__Tasks and exercises__.
1: In the passage on women's leadership programs, rewrite everything from "The question is, when" down to "experiences from the program.", putting "women leaders" wherever "female leaders" appears.
2: According to the passage on women's leadership programs, what company did the quoted WILL attendee come from, and what was her role?
3: Carry on the passage on women's leadership programs, writing what follows its last sentence.
BEGIN Source excerpt
We’ve learned many things from SHAMBAUGH’s Gender Equity practice, the most valuable of which have come from the women themselves. In addition to SHAMBAUGH’s Women in Leadership and Learning Institute (WILL), we partner with our clients in providing a targeted leadership program for female talent in-house, which draws talented women leaders from organizations worldwide who come together to not only accelerate the participants’ own growth and advancement, but also bring greater value back to their teams and companies.
A new article in McKinsey Quarterly—“When Women Lead, Workplaces Should Listen”—validates SHAMBAUGH’s findings by mirroring what we have discovered through our years of experience developing and coaching women leaders. That is, as the report correctly states:
“The most valuable lessons of women’s leadership programs are those that show organizations where to improve.”
Of particular importance, McKinsey reported that women, more often than men, display leadership qualities that are “highly applicable to future global challenges.”
These traits include:
- Inspiration
- Participative decision making
- Expectations and rewards
- People development
- Role modeling
SHAMBAUGH’s research has revealed similar findings, which is why we have long emphasized the importance of the positive outcomes that can emerge from women’s leadership programs—outcomes that are beneficial for the whole company if the organization is listening and is open to the important points that women bring to the table. Like McKinsey, SHAMBAUGH has found that it is critical to tap into the levels of input and perspectives that are driven by women.
SHAMBAUGH’s leadership programs for women and other women’s leadership programs are doing their job in not only helping women participants develop core leadership skills such as enhancing their executive presence, communicating with greater confidence, and strengthening their power base, but in increasing their value across the organization. But we’ve noticed that where the baton sometimes gets dropped is in incorporating the strengths and insights that women bring back from such programs within the larger company. At the end of the day, the successful implementation of the learnings from a women’s leadership development program is what separates successful change in this arena from business as usual. It’s about how the company—and the women themselves—tap into and leverage what women bring back from the program.
As one of our WILL attendees—a senior manager from KPMG—told SHAMBAUGH at the completion of the program:
“I have learned a tremendous amount of information and feel energized to implement these areas that will support my growth and development as a leader.”
The question is, when female leaders like this attendee return to their respective organizations after completing leader development training, what happens next? For an organization to experience the optimum benefit of the company’s investment into the program, the learning can’t stop when the training is over—and cannot stop with the participants themselves. Companies must then take the next step and listen to the women to absorb the participants’ experiences from the program.
Really, this is something of a no-brainer: Why would we not want to be open to, learn from, and tap into the 50 percent of the workforce who are women? Their experiences are unique from men’s and can be equally (though differently) rich. Women’s insights can help organizations shape a culture and leadership model that drives greater innovation, engagement, and bottom-line success.
END Source excerpt
BEGIN Extracted records
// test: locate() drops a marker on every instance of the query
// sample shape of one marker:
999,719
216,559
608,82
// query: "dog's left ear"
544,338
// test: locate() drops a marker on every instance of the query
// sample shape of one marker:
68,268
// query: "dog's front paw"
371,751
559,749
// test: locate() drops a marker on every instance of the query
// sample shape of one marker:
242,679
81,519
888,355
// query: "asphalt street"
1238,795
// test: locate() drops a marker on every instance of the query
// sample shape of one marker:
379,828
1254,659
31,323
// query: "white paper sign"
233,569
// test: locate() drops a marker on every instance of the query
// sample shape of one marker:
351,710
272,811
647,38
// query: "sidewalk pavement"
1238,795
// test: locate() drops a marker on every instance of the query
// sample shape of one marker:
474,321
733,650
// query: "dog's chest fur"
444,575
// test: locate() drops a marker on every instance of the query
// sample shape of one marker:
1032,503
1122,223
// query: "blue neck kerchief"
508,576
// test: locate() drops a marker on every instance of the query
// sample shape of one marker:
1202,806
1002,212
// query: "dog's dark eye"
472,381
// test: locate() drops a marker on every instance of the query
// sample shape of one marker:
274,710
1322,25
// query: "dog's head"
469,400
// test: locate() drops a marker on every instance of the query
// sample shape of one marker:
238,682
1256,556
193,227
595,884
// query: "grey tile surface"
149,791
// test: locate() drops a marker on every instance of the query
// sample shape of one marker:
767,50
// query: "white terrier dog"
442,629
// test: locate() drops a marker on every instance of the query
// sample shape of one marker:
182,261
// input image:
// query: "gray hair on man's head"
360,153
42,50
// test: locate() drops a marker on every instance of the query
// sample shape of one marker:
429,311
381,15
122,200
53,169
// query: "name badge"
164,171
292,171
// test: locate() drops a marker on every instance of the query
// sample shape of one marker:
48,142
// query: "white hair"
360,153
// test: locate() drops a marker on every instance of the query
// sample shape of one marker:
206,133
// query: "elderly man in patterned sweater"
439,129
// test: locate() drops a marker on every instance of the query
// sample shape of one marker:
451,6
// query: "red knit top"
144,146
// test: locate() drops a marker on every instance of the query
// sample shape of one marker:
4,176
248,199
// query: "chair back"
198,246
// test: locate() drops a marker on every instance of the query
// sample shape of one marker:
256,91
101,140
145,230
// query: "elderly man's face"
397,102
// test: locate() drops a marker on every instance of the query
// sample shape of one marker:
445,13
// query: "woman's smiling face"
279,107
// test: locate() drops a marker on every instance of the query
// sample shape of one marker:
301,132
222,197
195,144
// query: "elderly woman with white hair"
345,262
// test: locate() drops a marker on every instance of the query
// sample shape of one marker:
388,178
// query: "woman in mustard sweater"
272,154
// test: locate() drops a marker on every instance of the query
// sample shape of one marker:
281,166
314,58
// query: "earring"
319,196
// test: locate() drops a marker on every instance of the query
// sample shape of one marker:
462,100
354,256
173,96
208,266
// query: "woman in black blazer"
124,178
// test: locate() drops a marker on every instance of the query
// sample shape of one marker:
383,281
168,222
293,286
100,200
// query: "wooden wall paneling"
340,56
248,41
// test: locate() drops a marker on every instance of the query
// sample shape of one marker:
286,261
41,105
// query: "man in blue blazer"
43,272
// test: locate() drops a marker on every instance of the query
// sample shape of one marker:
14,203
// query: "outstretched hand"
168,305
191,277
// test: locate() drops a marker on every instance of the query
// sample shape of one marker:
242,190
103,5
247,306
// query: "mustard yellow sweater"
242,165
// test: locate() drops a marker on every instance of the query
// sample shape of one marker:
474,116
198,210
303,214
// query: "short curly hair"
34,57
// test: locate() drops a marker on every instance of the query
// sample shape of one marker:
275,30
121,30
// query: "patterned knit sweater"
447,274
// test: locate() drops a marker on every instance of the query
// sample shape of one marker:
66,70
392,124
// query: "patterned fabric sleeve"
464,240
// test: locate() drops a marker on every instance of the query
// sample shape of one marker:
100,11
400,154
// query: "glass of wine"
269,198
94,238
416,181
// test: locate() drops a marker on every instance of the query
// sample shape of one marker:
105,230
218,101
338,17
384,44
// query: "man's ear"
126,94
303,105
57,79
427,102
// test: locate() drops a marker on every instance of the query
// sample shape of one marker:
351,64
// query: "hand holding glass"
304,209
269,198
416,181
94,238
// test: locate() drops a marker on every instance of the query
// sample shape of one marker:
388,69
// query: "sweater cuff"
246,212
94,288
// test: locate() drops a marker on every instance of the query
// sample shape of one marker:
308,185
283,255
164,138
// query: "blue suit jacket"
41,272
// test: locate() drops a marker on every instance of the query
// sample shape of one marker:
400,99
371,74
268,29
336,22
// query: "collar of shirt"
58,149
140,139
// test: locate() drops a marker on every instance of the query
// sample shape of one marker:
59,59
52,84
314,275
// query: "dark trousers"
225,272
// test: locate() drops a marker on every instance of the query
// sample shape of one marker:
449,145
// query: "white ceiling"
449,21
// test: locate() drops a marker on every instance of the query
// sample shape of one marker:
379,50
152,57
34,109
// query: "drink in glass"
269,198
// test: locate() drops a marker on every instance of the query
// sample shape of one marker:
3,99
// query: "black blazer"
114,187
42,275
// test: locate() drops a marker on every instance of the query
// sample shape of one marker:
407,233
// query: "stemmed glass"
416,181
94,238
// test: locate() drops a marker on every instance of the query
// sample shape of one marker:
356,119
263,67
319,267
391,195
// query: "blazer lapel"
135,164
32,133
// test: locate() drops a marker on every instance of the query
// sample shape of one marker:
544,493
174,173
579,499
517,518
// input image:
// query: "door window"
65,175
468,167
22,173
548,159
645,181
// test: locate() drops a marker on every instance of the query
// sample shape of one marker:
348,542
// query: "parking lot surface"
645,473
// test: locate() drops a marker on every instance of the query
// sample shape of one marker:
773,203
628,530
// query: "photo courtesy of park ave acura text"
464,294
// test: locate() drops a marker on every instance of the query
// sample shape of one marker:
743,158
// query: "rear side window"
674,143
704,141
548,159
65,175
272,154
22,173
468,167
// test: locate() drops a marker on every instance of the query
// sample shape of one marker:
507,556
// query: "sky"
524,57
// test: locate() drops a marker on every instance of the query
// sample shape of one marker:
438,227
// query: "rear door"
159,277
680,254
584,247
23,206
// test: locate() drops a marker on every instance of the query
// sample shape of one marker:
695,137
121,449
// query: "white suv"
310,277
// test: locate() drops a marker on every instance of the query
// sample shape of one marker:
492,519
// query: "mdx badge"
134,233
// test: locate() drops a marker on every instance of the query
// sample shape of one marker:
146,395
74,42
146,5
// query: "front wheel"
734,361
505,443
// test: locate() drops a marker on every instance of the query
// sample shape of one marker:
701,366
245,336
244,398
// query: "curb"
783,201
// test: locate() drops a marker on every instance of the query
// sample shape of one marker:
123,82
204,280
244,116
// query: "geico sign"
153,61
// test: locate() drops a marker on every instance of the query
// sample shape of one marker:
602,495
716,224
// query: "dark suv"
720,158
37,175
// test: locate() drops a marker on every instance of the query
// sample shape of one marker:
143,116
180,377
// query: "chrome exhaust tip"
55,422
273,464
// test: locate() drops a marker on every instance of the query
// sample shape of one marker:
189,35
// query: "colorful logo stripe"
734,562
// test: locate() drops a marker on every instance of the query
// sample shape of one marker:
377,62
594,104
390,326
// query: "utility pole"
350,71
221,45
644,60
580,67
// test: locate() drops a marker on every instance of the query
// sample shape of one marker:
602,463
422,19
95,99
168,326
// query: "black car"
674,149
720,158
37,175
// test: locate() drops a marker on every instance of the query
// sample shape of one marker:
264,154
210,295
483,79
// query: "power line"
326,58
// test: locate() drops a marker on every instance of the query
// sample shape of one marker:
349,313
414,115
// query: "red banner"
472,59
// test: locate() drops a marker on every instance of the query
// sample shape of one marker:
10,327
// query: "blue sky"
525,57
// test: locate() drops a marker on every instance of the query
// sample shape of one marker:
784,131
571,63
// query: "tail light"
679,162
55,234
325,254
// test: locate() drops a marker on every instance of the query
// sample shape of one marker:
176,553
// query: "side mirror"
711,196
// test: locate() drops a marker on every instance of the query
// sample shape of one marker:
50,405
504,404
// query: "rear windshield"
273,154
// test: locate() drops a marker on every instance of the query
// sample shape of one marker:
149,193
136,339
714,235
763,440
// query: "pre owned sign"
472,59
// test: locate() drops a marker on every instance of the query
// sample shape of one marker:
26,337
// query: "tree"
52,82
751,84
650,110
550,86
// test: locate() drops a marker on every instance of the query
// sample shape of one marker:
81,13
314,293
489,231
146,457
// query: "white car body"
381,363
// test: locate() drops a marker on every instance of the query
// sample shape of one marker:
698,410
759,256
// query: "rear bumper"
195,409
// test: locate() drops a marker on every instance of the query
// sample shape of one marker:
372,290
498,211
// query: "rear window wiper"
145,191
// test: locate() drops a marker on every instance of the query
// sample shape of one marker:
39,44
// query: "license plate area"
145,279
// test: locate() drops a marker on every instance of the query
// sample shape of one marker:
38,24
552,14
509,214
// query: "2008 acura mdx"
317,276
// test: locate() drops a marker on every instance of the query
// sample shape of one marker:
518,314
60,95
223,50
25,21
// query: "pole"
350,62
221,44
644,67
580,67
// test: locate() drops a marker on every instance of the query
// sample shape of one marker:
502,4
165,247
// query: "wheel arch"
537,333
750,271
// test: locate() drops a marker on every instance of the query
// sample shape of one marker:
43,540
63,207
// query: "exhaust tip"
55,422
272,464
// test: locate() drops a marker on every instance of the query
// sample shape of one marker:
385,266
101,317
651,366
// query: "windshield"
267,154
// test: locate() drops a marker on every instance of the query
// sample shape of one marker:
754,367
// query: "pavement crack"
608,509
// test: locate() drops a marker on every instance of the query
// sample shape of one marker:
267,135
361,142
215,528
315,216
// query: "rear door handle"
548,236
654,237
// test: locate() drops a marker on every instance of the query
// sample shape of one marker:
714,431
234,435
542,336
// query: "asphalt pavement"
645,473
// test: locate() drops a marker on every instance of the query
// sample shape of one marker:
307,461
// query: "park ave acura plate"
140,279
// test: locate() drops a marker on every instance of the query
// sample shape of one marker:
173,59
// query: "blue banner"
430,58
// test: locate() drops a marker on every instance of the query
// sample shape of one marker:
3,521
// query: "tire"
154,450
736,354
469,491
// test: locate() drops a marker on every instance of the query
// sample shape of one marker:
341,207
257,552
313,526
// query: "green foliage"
END Extracted records
__Results in order__.
1:
The question is, when women leaders like this attendee return to their respective organizations after completing leader development training, what happens next? For an organization to experience the optimum benefit of the company’s investment into the program, the learning can’t stop when the training is over—and cannot stop with the participants themselves. Companies must then take the next step and listen to the women to absorb the participants’ experiences from the program.

2: She was a senior manager from KPMG.

3:
One important point that SHAMBAUGH has noticed by working with the women who attend our WILL program is that many companies have systemic and hard-wired practices that come out in our sessions that would otherwise not be called out or noticed within the organization. In many cases, if not empowered by their companies and management teams, women will go along with or adapt to unproductive or limiting norms and practices, assuming they should not call any of them out. These traditional norms may prevent inclusion in a way that not only limits the individual women, but the company as a whole.
The days of questioning, “Why do we keep doing women’s leadership programs as it only preferences women?” is from a limited and distorted lens that does not appreciate the wider range of benefits that can potentially come out of leader development training. These programs, if designed and facilitated constructively—and then effectively leveraged on the backend by the company after the training is over—can lead into beneficial outcomes for all. What we say at SHAMBAUGH is if women rise, then we all rise.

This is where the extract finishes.